• [To do] Put the rows below into a numbered list, starting at the very first line and ending at the line that contains "(684, 1132)". Include both of those lines and leave out any blank lines.

• [Rows]

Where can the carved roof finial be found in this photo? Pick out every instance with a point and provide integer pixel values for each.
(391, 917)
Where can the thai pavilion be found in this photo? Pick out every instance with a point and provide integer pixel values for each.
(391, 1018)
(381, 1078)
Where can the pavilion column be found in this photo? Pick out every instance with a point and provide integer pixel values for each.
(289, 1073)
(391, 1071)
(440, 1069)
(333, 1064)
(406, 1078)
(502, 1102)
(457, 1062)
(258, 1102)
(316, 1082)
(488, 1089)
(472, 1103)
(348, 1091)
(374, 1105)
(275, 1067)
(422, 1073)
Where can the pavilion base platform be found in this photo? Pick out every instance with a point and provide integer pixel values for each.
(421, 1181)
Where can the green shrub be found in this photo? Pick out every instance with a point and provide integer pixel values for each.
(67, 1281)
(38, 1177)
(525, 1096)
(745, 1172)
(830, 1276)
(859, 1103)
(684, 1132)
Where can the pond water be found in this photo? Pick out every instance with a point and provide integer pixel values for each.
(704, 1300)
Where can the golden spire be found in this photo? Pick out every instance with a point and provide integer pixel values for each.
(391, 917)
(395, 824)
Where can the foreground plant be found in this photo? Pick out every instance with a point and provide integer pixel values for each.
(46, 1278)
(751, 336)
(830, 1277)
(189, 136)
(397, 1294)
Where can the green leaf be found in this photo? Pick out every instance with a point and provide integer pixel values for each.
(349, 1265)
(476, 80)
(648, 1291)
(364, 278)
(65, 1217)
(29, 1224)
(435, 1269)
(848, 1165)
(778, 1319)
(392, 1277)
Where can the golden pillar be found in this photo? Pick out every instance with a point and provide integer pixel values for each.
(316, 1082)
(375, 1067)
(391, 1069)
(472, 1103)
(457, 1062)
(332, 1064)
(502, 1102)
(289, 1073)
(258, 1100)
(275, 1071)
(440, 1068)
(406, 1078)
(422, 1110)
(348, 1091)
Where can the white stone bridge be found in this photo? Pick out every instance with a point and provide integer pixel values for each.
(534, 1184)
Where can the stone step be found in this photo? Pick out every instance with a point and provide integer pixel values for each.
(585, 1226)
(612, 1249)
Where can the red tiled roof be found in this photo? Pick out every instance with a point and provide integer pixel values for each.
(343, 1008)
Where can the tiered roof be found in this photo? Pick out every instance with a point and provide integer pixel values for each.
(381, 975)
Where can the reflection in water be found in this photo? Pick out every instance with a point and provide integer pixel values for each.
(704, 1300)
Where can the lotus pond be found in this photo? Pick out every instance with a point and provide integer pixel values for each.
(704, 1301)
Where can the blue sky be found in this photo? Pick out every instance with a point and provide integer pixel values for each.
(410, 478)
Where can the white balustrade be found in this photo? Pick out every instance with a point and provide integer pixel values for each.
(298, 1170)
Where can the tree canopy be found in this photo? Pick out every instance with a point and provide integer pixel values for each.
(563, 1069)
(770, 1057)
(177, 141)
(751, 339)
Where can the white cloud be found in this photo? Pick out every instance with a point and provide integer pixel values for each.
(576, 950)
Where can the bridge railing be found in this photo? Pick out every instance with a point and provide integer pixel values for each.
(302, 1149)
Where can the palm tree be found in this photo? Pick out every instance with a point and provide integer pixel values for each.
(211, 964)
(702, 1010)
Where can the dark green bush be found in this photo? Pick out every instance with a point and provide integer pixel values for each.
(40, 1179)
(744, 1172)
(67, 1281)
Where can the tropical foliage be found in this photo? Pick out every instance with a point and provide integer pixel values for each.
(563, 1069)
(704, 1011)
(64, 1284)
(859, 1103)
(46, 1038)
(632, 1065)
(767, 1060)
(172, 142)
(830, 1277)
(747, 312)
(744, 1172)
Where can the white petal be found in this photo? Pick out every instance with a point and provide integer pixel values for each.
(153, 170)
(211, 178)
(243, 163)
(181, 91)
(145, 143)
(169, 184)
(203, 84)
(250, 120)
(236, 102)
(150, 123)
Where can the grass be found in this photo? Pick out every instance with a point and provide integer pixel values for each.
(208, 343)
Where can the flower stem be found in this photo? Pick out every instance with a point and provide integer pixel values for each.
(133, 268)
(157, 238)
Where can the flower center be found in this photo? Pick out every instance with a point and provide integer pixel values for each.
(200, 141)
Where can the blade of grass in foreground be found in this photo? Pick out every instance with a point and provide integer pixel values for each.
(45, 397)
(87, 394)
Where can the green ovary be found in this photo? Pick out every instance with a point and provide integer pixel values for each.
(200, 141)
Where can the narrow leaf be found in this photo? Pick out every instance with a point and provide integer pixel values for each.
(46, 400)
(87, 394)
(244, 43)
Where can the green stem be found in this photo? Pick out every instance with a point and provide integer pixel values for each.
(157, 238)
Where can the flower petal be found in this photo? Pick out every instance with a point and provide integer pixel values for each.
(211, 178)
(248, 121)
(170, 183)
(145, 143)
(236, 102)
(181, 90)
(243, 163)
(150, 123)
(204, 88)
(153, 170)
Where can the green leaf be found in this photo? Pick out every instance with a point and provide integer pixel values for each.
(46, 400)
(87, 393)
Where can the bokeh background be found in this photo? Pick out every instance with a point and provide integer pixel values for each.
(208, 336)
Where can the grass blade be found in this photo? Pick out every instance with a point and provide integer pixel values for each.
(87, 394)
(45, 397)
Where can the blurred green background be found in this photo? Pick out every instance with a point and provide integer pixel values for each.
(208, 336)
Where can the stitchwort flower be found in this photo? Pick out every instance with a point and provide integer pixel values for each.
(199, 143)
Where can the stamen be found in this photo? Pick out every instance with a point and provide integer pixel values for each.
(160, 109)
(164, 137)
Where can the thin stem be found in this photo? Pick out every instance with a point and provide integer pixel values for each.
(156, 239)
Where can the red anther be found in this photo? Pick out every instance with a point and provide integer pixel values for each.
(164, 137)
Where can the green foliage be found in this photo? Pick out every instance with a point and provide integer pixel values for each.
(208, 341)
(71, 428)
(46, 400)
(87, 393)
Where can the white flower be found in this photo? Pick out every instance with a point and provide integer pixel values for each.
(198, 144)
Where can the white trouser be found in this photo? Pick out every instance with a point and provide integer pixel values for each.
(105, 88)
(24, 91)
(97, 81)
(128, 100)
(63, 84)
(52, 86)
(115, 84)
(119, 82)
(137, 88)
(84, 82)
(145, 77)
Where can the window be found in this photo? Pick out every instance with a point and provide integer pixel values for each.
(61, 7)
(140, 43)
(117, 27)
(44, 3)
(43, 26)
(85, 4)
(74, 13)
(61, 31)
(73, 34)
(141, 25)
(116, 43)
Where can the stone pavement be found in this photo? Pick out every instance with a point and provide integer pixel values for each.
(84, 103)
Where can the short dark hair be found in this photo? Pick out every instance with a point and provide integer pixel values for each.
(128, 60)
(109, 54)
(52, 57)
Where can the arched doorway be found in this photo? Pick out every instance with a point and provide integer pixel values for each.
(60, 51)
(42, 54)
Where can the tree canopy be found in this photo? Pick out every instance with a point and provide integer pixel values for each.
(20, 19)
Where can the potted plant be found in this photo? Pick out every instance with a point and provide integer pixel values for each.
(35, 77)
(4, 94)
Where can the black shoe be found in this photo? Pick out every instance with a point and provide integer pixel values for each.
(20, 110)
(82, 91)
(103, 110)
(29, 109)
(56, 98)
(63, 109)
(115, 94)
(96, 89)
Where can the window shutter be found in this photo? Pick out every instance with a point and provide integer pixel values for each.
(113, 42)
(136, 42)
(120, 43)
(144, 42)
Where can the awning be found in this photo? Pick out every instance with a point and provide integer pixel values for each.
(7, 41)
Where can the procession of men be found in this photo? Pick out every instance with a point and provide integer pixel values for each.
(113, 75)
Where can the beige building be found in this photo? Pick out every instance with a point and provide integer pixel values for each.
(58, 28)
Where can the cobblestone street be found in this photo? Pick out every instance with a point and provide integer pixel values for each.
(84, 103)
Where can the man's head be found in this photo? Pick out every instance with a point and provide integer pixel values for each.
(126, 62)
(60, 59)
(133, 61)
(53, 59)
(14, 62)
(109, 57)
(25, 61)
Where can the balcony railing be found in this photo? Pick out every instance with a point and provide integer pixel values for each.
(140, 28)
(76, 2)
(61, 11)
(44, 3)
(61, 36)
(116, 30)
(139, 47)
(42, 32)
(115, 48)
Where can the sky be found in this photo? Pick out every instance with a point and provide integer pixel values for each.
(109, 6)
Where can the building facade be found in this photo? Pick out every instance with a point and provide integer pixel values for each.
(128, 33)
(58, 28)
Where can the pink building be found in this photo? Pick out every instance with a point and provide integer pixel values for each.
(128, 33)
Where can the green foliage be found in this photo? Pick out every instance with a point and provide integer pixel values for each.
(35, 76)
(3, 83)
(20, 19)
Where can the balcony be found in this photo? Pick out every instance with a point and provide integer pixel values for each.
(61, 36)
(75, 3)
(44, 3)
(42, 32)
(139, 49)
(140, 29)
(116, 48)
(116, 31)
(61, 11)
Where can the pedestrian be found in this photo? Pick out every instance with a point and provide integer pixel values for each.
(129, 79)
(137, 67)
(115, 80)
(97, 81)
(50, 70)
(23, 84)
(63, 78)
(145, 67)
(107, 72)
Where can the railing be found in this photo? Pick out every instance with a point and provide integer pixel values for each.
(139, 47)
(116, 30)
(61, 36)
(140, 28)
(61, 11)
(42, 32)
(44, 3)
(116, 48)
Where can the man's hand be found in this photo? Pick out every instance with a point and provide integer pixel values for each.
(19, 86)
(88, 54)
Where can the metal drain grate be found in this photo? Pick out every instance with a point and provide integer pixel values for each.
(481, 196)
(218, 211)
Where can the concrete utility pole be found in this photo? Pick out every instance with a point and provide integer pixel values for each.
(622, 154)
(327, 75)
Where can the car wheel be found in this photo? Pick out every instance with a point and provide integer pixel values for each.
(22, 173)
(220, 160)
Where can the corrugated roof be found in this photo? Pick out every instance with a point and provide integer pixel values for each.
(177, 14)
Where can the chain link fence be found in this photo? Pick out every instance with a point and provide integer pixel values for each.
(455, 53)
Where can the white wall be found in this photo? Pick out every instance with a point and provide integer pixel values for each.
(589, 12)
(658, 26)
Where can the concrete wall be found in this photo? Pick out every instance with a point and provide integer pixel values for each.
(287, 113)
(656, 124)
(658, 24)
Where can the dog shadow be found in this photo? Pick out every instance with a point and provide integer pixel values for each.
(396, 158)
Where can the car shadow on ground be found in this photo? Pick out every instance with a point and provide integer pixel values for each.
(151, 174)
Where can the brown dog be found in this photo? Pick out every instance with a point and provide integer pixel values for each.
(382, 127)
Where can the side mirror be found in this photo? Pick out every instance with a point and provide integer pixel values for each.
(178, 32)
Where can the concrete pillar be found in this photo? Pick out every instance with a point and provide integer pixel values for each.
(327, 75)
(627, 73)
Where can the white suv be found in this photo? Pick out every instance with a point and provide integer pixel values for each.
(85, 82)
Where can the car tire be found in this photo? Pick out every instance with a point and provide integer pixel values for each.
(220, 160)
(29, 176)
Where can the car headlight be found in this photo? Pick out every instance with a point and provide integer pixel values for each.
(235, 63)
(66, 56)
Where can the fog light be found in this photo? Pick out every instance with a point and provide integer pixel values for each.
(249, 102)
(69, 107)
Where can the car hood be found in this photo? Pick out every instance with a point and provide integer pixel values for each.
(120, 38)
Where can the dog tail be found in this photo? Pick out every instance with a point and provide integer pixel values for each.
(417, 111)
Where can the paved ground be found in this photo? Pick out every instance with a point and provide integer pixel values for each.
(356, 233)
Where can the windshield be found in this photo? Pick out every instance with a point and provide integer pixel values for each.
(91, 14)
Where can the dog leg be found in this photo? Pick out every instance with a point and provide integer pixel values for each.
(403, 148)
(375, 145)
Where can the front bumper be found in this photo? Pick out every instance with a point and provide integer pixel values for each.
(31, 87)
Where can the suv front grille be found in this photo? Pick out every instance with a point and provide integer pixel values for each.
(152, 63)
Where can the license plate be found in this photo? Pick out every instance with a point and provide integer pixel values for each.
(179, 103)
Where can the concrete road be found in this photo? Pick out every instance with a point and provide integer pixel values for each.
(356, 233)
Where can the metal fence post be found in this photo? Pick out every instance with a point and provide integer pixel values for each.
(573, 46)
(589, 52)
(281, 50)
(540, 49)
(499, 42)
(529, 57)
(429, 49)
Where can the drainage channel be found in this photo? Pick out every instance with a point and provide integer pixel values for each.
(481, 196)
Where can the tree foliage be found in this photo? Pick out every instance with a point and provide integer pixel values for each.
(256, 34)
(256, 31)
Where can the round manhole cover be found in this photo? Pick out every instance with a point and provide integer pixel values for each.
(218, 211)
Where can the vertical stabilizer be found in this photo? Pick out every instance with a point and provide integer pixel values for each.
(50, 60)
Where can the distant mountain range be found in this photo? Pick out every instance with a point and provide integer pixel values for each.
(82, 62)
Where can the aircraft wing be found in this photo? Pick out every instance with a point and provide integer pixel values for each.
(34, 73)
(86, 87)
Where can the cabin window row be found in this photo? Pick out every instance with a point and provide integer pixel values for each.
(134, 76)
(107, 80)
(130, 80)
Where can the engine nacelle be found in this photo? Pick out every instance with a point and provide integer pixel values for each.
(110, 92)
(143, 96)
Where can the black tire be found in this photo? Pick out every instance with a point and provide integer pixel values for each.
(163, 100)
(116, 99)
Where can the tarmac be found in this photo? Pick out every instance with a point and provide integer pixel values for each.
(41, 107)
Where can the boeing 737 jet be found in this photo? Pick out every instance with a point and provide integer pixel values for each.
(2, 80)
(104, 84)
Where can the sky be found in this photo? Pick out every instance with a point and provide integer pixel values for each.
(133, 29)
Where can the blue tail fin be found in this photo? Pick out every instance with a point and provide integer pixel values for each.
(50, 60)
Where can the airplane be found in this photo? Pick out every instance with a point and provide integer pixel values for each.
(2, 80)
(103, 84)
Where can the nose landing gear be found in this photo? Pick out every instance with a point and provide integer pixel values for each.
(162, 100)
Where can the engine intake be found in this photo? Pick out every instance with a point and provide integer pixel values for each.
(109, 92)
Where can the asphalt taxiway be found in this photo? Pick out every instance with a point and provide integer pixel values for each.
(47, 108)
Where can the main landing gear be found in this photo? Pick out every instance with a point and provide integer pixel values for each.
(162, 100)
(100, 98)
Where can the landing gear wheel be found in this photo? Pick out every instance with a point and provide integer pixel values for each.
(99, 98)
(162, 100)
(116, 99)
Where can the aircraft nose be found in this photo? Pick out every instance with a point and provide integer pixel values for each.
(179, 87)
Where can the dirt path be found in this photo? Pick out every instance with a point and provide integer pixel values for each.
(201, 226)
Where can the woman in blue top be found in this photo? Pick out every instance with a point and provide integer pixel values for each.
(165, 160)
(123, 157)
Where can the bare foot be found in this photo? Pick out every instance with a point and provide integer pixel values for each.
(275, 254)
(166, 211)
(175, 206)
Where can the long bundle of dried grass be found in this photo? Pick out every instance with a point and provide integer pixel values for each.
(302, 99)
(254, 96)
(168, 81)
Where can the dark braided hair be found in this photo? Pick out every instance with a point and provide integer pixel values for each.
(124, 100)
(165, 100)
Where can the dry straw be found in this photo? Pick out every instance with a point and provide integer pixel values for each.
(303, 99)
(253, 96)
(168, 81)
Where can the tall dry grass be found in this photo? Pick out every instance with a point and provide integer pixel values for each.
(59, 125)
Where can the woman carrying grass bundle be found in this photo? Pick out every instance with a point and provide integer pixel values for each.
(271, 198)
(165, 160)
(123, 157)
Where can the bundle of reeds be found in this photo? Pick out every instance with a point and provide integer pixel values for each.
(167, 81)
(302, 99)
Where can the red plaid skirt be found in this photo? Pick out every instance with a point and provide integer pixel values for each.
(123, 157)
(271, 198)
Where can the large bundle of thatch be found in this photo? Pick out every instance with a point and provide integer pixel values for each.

• [Answer to the problem]
1. Where can the carved roof finial be found in this photo? Pick out every instance with a point and provide integer pixel values for each.
2. (391, 917)
3. Where can the thai pavilion be found in this photo? Pick out every instance with a point and provide integer pixel values for each.
4. (391, 1018)
5. (381, 1078)
6. Where can the pavilion column be found in this photo? Pick out every instance with a point and provide integer pixel values for each.
7. (289, 1073)
8. (391, 1071)
9. (440, 1069)
10. (333, 1064)
11. (406, 1078)
12. (502, 1102)
13. (457, 1062)
14. (258, 1102)
15. (316, 1082)
16. (488, 1089)
17. (472, 1103)
18. (348, 1091)
19. (374, 1105)
20. (275, 1067)
21. (422, 1073)
22. Where can the pavilion base platform be found in this photo? Pick out every instance with a point and provide integer pixel values for each.
23. (421, 1181)
24. Where can the green shrub be found in this photo? Pick out every instance with a point and provide integer pixel values for each.
25. (67, 1281)
26. (38, 1177)
27. (525, 1096)
28. (745, 1172)
29. (830, 1276)
30. (859, 1103)
31. (684, 1132)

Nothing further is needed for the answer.